Scabby Queen by Kirstin Innes
What led you into writing?
I’ve always written. I was a big reader as a kid and teen and it never occurred to me not to write down my own stories too. English was by far and away my best subject at school and I went on to study literature at university, spent long bus journeys down from Aberdeen, where I studied, writing stories inspired by overhead snippets of conversation or interactions between the other passengers. I didn’t show too many people, though – I’ve never been part of a creative writing club or anything. It took me years and years to build up the confidence to let other people read what I was doing (I was in my mid 20s; had been working writing-adjacent day jobs in journalism and PR) – when I did, a pal mentioned the Scottish Book Trust New Writers Awards, which were launching that year, and suggested I apply – and I was one of the winners. That was a big turning point for me – even just building up the confidence to apply meant that I had to start admitting I was a writer outside of my own head. They also gave me support, industry advice, mentoring, and crucially, enough money to take a month’s unpaid leave from work and rent a wee cottage in a housing estate on Orkney with no internet, to just be by myself writing and see if I could make anything of it. Writing needs time and time needs money; my whole professional life since has been reconfigured into freelance jobs I can do short-term to earn (just) enough money to fund a few weeks of unpaid writing.
How does a typical day look?
I have two very young children, so I’m probably up before 6, dispensing Weetabix and CBeebies. When Hey Duggee comes on I can usually grab about six minutes to answer outstanding emails from the day before, as that’s one of the only shows that will distract both of them at once. My partner gets up a couple of hours later as at the moment he’s the one up in the night with our grumpy toddler; it’s probably about 10am before either of us can start work – this is assuming we’re in a pre-lockdown state and actually have childcare. We’re both writers so we understand the need to create space for the other one to work – during lockdown one of us has been taking the children out while the other grabs a few hours of work; back in the Old Times, we used to work 9-3 while the kids were at nursery or with their granny, one of us writing in the house and the other in our village’s local café, the library, the pub or a community workshop space just up the road. These are all temporary measures while the kids are so young – it’s obviously not ideal, but I have become very adept at making the most of the limited work time I have. Writers’ block feels like a very distant luxury these days. I’m in unusual circumstances at the moment in that I’m actually – for the very first time – managing to survive solely on writing income at the moment. I have two plays, a screenplay treatment, a short story and a non-fiction book on the go just now. Most of the time, though, I balance writing days with “working days”, taking on a variety of small scale arts PR jobs to make ends meet. Evening writing doesn’t happen – by the time the kids are in bed I’m too tired to work like that.

- Provided data
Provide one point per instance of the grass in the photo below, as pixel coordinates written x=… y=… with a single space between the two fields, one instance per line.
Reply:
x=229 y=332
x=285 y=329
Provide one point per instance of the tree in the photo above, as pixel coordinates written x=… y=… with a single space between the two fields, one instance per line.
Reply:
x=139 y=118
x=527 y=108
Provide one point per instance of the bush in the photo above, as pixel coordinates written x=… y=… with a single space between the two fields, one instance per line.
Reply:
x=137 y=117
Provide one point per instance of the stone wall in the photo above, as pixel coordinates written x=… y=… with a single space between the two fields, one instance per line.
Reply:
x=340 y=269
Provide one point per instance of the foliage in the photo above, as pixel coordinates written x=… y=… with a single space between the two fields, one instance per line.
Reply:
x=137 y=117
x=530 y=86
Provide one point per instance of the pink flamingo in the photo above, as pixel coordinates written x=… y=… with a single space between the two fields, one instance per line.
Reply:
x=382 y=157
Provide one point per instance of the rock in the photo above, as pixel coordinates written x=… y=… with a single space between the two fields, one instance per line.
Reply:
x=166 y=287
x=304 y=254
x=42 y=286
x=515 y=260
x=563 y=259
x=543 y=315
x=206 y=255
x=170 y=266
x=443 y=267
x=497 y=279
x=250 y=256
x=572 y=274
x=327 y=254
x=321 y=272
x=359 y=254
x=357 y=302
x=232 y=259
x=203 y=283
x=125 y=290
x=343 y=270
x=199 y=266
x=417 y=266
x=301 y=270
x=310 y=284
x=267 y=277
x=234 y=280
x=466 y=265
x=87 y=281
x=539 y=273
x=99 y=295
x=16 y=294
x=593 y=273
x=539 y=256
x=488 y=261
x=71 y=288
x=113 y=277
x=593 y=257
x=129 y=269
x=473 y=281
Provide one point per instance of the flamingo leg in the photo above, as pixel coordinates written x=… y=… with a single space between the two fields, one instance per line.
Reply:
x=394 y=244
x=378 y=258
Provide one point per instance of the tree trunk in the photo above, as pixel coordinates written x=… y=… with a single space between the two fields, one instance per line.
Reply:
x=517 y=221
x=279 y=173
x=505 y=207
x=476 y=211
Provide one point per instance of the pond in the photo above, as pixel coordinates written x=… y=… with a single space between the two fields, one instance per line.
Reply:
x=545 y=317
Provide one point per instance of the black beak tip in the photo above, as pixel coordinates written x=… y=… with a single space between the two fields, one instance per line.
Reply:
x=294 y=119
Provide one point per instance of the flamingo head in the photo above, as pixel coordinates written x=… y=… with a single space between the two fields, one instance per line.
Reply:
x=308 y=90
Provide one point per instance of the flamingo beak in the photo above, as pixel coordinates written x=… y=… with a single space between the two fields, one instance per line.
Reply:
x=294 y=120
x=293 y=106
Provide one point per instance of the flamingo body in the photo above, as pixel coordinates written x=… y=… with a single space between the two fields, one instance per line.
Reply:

- What is required
List the writing projects that the interviewee in the interview says are currently on the go. Answer from the interview alone.

- Solution
- Two plays
- A screenplay treatment
- A short story
- A non-fiction book